▶ What you will do: In the records below, count every line containing "bare". Reply with the number only.

▶ The data:
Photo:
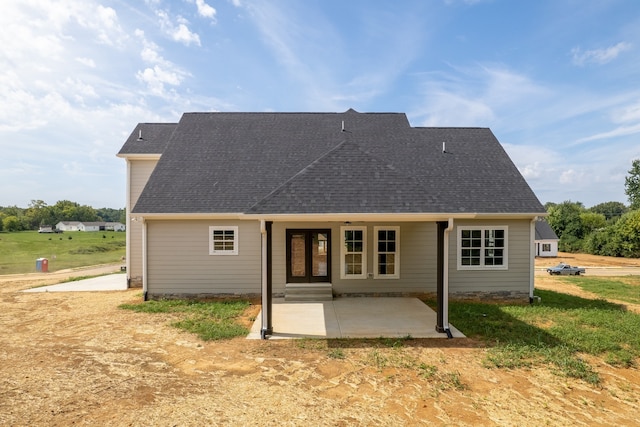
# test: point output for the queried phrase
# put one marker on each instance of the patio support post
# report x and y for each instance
(442, 225)
(267, 283)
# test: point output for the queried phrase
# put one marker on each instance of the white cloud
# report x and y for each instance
(629, 119)
(598, 56)
(571, 176)
(87, 61)
(205, 10)
(157, 77)
(162, 72)
(180, 32)
(477, 96)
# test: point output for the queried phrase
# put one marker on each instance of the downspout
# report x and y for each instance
(267, 328)
(445, 305)
(128, 229)
(532, 258)
(144, 260)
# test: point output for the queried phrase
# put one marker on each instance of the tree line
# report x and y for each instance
(38, 213)
(610, 228)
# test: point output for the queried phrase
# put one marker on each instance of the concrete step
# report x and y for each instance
(308, 292)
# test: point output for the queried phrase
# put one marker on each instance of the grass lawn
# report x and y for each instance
(558, 332)
(618, 288)
(209, 320)
(19, 251)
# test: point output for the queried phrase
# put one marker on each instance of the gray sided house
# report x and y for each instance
(325, 204)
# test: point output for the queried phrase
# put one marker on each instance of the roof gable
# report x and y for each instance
(330, 163)
(148, 138)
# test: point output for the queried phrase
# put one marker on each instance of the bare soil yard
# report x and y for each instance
(76, 359)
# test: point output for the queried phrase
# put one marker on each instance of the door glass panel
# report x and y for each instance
(298, 264)
(319, 254)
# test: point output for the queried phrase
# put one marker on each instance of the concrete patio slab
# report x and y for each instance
(110, 282)
(353, 318)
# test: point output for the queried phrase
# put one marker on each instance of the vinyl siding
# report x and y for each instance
(179, 260)
(417, 259)
(514, 279)
(138, 175)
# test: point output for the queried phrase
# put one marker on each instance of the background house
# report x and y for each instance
(546, 242)
(68, 225)
(90, 226)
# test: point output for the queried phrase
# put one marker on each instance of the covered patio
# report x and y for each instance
(353, 317)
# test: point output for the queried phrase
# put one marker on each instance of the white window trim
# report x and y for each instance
(482, 228)
(376, 275)
(343, 252)
(213, 228)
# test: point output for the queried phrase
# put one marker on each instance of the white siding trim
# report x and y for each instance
(343, 252)
(212, 250)
(483, 228)
(396, 274)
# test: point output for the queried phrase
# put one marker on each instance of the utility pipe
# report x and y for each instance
(144, 260)
(445, 274)
(532, 258)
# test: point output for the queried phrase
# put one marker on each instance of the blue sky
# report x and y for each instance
(557, 81)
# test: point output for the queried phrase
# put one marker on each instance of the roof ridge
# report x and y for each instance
(347, 141)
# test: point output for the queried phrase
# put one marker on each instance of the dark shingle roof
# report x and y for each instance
(307, 163)
(544, 231)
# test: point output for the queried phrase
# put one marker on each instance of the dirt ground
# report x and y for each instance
(76, 359)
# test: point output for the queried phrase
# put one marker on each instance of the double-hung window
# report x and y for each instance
(387, 252)
(482, 248)
(353, 256)
(223, 240)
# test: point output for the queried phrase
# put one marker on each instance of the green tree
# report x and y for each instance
(564, 218)
(632, 185)
(610, 210)
(11, 223)
(627, 231)
(592, 221)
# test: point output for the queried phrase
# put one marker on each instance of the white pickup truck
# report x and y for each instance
(565, 269)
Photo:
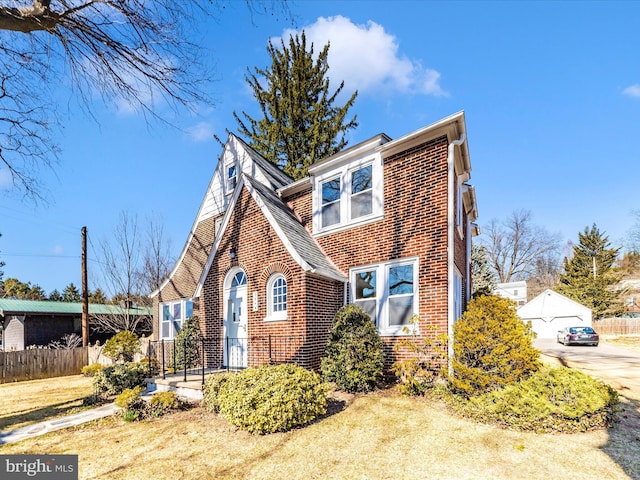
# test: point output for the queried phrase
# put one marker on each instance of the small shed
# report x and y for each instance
(551, 311)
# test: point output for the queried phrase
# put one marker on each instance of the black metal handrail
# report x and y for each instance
(191, 357)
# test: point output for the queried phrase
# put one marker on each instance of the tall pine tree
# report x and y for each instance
(590, 277)
(300, 123)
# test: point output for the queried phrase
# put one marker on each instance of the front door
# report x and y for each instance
(236, 331)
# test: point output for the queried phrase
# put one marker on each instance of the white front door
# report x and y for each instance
(236, 331)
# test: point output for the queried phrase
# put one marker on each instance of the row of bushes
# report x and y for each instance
(496, 376)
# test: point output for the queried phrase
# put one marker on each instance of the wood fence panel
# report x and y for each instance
(617, 326)
(41, 363)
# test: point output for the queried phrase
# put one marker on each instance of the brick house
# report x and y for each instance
(385, 224)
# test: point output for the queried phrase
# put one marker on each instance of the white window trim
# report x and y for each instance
(183, 317)
(382, 294)
(344, 173)
(271, 315)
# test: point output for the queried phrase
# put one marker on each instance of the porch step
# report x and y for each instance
(190, 390)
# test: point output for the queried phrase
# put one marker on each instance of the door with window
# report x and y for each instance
(236, 320)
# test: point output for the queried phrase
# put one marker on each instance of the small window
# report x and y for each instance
(232, 176)
(277, 298)
(239, 279)
(362, 192)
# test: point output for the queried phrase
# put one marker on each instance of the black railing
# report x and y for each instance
(195, 357)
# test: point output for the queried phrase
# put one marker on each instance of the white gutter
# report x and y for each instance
(450, 243)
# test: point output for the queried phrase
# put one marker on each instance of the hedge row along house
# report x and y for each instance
(385, 224)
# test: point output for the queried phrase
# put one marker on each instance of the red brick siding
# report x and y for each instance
(260, 253)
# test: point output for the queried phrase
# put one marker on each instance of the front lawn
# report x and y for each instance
(378, 435)
(23, 403)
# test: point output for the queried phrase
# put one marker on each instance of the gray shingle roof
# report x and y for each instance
(298, 237)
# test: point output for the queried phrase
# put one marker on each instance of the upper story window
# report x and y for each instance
(388, 293)
(348, 196)
(277, 298)
(172, 317)
(232, 176)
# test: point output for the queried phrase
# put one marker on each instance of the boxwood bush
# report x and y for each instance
(270, 398)
(114, 379)
(492, 347)
(551, 400)
(354, 358)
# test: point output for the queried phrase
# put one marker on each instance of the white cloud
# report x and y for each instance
(367, 58)
(632, 91)
(6, 181)
(200, 132)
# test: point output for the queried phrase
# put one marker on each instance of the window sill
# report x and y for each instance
(275, 318)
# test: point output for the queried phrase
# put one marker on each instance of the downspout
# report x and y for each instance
(450, 245)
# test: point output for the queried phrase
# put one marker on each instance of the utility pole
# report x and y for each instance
(85, 291)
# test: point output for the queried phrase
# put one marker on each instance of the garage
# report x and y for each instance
(550, 312)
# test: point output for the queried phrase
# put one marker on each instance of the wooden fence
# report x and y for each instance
(41, 363)
(617, 326)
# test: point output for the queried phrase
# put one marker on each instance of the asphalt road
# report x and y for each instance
(616, 366)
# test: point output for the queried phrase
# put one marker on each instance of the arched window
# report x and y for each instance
(277, 297)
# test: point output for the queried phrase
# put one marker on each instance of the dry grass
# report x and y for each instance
(22, 403)
(376, 436)
(631, 342)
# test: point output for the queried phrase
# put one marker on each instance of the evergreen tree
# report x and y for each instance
(71, 294)
(590, 276)
(301, 125)
(98, 296)
(483, 279)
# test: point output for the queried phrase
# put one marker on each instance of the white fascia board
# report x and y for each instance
(216, 244)
(194, 226)
(367, 147)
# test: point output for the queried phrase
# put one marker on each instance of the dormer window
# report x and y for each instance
(231, 177)
(348, 196)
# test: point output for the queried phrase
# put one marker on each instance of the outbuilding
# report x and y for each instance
(551, 311)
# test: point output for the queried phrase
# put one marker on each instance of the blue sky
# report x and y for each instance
(551, 93)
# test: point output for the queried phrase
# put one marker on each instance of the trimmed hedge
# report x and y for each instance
(551, 400)
(354, 357)
(492, 347)
(268, 398)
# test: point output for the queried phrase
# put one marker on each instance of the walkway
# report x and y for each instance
(52, 425)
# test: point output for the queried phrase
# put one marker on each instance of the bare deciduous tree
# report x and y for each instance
(515, 245)
(138, 51)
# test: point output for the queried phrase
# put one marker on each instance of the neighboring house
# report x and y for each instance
(24, 323)
(551, 311)
(385, 224)
(516, 291)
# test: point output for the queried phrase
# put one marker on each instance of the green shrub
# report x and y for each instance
(551, 400)
(114, 379)
(92, 370)
(151, 364)
(163, 402)
(272, 398)
(492, 347)
(186, 344)
(354, 359)
(211, 389)
(122, 346)
(131, 403)
(426, 362)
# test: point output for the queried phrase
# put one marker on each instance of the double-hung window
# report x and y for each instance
(388, 293)
(173, 316)
(348, 196)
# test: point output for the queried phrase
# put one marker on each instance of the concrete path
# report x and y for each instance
(57, 424)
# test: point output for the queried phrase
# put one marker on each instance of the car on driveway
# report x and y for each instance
(578, 336)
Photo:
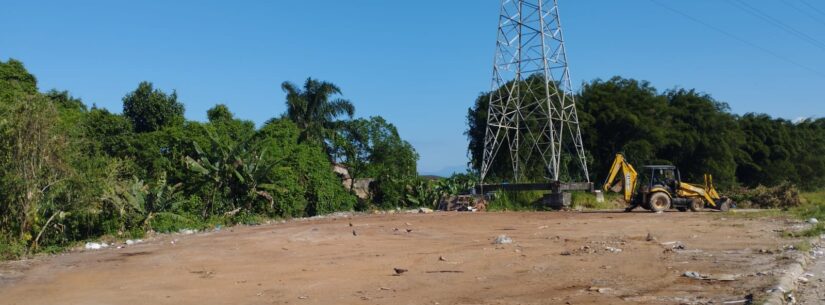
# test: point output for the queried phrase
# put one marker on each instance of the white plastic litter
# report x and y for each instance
(95, 246)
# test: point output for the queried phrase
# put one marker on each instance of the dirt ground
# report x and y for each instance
(451, 258)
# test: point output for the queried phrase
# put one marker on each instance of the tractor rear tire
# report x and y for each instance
(659, 202)
(696, 205)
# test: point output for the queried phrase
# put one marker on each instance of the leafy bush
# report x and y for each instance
(11, 248)
(782, 196)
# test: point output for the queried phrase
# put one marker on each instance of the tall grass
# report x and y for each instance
(813, 206)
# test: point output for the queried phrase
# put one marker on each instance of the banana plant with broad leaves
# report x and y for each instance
(237, 173)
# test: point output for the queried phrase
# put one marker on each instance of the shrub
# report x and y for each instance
(783, 196)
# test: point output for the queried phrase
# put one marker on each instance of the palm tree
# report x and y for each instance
(314, 109)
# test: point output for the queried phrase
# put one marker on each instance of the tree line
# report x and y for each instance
(682, 127)
(70, 172)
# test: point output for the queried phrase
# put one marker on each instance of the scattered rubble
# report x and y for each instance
(96, 246)
(599, 289)
(503, 239)
(710, 277)
(187, 231)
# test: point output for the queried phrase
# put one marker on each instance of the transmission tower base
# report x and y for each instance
(557, 201)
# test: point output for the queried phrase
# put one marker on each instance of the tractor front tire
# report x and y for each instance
(659, 202)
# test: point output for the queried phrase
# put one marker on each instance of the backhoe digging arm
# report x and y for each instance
(627, 183)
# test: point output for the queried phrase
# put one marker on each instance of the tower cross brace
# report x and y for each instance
(532, 107)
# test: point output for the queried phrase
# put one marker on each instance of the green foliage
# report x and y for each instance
(314, 109)
(14, 79)
(681, 127)
(150, 109)
(782, 196)
(69, 173)
(11, 247)
(588, 200)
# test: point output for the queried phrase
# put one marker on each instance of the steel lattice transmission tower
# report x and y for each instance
(532, 102)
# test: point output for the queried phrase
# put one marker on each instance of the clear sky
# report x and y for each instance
(420, 64)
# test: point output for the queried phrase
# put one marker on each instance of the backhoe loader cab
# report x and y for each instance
(660, 187)
(661, 176)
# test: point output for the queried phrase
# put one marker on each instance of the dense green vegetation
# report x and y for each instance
(72, 173)
(681, 127)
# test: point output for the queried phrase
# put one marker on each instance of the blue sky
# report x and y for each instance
(420, 64)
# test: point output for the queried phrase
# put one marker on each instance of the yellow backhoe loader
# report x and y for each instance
(662, 188)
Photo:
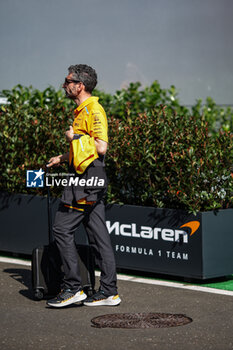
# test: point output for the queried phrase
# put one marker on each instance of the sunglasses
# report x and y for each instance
(67, 81)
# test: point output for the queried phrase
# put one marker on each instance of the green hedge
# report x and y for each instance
(160, 153)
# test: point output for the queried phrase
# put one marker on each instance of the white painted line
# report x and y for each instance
(15, 261)
(139, 280)
(172, 284)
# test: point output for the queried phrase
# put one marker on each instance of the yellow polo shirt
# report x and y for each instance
(90, 118)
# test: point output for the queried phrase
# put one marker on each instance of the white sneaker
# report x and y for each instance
(100, 299)
(67, 297)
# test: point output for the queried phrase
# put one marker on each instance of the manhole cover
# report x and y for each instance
(140, 320)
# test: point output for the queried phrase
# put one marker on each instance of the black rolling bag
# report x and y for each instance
(47, 266)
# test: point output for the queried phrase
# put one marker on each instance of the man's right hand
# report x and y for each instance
(54, 161)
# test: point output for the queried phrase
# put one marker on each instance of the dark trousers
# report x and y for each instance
(93, 217)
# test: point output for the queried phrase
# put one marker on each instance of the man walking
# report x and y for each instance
(88, 140)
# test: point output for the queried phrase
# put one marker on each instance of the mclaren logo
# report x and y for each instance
(193, 225)
(147, 232)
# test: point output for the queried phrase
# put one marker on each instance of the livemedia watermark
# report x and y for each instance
(38, 179)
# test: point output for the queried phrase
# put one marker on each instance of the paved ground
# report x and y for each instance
(27, 324)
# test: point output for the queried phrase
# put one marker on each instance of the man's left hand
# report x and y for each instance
(69, 134)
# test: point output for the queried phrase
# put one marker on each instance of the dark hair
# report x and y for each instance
(85, 74)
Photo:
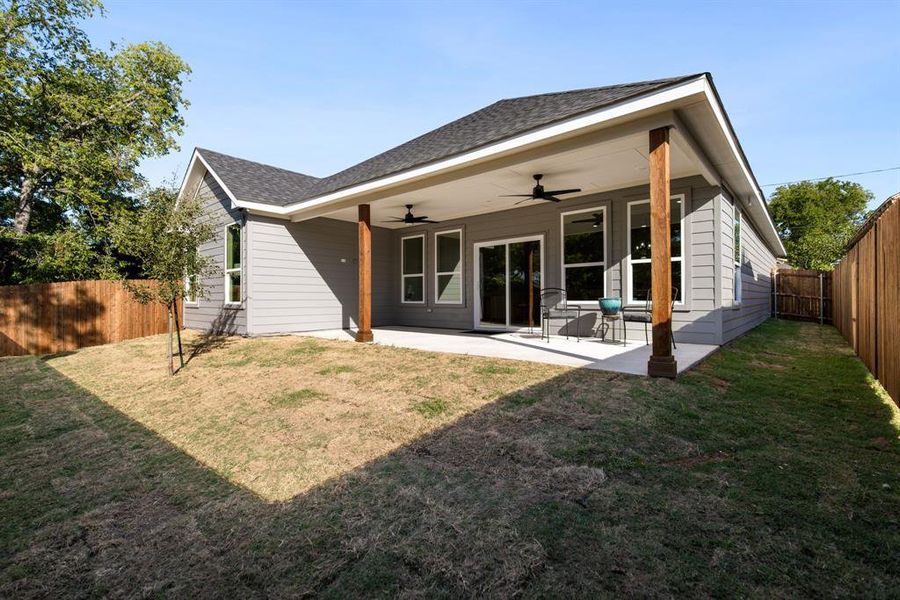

▶ Problem solution: 2